— START —
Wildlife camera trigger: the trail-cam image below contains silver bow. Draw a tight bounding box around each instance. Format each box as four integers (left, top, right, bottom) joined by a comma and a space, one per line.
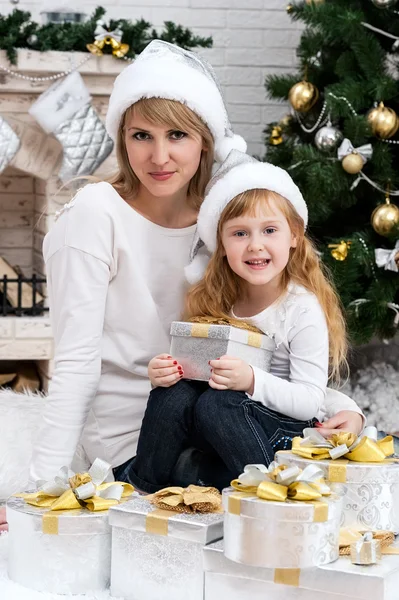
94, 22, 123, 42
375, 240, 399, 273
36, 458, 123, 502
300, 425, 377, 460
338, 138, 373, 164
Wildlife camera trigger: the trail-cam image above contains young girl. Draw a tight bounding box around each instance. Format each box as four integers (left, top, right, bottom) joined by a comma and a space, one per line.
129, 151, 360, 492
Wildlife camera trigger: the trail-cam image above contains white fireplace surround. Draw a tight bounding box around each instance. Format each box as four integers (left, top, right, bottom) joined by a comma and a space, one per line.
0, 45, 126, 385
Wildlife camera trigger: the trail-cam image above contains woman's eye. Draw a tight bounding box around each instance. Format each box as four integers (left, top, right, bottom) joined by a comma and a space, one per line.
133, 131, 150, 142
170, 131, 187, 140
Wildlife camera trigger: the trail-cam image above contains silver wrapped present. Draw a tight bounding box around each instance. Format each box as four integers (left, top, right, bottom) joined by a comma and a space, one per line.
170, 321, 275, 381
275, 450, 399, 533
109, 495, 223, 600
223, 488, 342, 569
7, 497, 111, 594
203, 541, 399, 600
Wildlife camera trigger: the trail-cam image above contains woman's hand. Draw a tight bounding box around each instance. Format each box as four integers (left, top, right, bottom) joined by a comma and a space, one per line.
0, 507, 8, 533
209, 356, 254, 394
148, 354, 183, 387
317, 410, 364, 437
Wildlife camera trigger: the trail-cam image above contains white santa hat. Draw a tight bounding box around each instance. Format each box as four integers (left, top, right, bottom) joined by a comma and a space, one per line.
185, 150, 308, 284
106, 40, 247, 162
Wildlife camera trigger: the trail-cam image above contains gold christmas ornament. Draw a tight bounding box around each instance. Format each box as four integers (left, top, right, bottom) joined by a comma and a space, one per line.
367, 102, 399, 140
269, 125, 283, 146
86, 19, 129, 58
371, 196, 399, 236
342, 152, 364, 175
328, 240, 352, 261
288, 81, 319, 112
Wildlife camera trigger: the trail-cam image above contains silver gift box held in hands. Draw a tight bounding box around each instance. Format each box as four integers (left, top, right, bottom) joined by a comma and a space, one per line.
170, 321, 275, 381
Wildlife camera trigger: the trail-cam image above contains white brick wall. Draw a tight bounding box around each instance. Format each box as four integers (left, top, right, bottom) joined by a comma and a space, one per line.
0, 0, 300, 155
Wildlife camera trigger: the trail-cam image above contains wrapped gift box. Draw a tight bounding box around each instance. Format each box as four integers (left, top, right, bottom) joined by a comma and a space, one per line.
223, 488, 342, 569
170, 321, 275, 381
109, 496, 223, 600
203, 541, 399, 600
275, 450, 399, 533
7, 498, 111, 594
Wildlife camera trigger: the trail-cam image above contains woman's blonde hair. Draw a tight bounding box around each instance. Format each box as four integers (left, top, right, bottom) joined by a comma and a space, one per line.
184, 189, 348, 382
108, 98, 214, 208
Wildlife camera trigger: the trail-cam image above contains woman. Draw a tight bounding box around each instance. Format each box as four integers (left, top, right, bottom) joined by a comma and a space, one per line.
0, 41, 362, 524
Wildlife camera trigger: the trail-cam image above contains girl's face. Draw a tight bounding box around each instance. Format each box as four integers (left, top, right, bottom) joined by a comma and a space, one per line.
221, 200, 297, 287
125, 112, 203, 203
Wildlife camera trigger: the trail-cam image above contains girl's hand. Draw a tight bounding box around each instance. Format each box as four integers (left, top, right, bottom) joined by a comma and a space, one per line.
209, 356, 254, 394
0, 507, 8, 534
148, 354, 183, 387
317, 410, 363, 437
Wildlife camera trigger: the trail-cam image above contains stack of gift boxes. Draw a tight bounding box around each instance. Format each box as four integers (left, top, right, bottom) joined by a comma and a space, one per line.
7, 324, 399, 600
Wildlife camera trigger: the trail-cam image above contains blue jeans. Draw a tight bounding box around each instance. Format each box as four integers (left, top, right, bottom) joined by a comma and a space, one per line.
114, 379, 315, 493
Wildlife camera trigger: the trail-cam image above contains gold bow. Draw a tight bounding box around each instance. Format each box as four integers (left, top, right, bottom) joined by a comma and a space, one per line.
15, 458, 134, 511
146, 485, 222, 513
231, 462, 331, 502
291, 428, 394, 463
— END —
**Problem to work on:** Arrange the material as a numbered list, from the line containing "above contains woman." up to and including the line containing "0, 41, 362, 524", leaving out any blank lines.

**Final answer:**
1. Wildlife camera trigger: the trail-cam image above contains woman. Draw a tight bounding box around each instance. Format each box as four integers (left, top, right, bottom) joined by a comma and a space, one per line.
2. 0, 41, 362, 524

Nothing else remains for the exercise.